Point labeling examples -
(begin)
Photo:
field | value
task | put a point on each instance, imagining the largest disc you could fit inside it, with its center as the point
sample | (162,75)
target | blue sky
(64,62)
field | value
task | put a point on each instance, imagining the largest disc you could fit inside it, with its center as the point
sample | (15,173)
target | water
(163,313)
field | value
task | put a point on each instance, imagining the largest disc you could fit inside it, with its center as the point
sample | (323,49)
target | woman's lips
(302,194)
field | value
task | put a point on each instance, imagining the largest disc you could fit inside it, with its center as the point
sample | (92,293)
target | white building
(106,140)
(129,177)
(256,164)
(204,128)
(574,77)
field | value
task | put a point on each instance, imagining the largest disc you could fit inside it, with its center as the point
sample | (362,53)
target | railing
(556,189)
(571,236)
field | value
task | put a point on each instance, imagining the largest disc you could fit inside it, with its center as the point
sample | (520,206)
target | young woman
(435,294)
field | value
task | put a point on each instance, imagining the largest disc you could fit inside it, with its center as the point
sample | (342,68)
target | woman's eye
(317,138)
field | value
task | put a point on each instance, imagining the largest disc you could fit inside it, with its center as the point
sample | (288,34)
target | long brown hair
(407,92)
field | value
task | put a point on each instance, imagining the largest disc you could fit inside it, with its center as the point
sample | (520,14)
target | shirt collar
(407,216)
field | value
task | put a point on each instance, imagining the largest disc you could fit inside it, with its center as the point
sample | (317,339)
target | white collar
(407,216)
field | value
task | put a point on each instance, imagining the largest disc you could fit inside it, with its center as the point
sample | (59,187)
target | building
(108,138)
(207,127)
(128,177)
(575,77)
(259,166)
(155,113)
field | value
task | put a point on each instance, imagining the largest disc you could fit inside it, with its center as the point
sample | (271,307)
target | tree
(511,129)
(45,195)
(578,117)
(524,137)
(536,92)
(end)
Written problem - Restate the listing above word for word.

The result -
Photo:
field | value
task | put a point on each instance, imagining the largest disc you could fit inside it, with its center as the point
sample | (162,75)
target | blue sky
(64,62)
field | value
task | put a point on each instance, imagining the largest disc you could fit inside it, with its center as the point
sample | (15,173)
target | water
(163,313)
field | value
task | put a point on each instance, imagining the largest disc you could fit inside it, with its center as the point
sample | (323,49)
target | woman's lips
(302,194)
field | value
task | put a point on each instance, imagining the largest disc you could fit inside it, with its center as the point
sample | (92,293)
target | white building
(106,140)
(129,177)
(256,164)
(204,128)
(574,77)
field | value
task | put a point on each instance, imagining the largest disc you could fit inside it, with its center as the point
sample | (362,53)
target | railing
(556,189)
(571,236)
field | value
task | put a point on each instance, imagining the largest disc you could fit inside it, with its center as the point
sample | (520,206)
target | young woman
(435,294)
field | value
task | put a point on each instance, imagining the largest disc you could fit inside it, with its center as the point
sample | (342,68)
target | woman's eye
(317,138)
field | value
task | put a point on each instance, imagining the largest disc you could fit inside it, with its center as the point
sample | (288,34)
target | long brown hair
(407,92)
field | value
task | put a point on each instance, imagining the largest disc you could fit inside it, with its center as the point
sample | (520,14)
target | shirt collar
(407,216)
field | value
task | put a point on each instance, imagining the largest disc you could fit inside it, with its center as the point
sample | (317,339)
target | white collar
(407,216)
field | value
task | put a point on each instance, imagining the largest disc you could fit inside it, with its center as the point
sample | (59,187)
target | building
(108,138)
(207,127)
(128,177)
(575,77)
(259,166)
(155,113)
field | value
task | put a point on each instance, imagining the largest disc you could fit inside it, with its center as the point
sample | (271,307)
target | tree
(511,129)
(45,195)
(578,117)
(524,137)
(536,92)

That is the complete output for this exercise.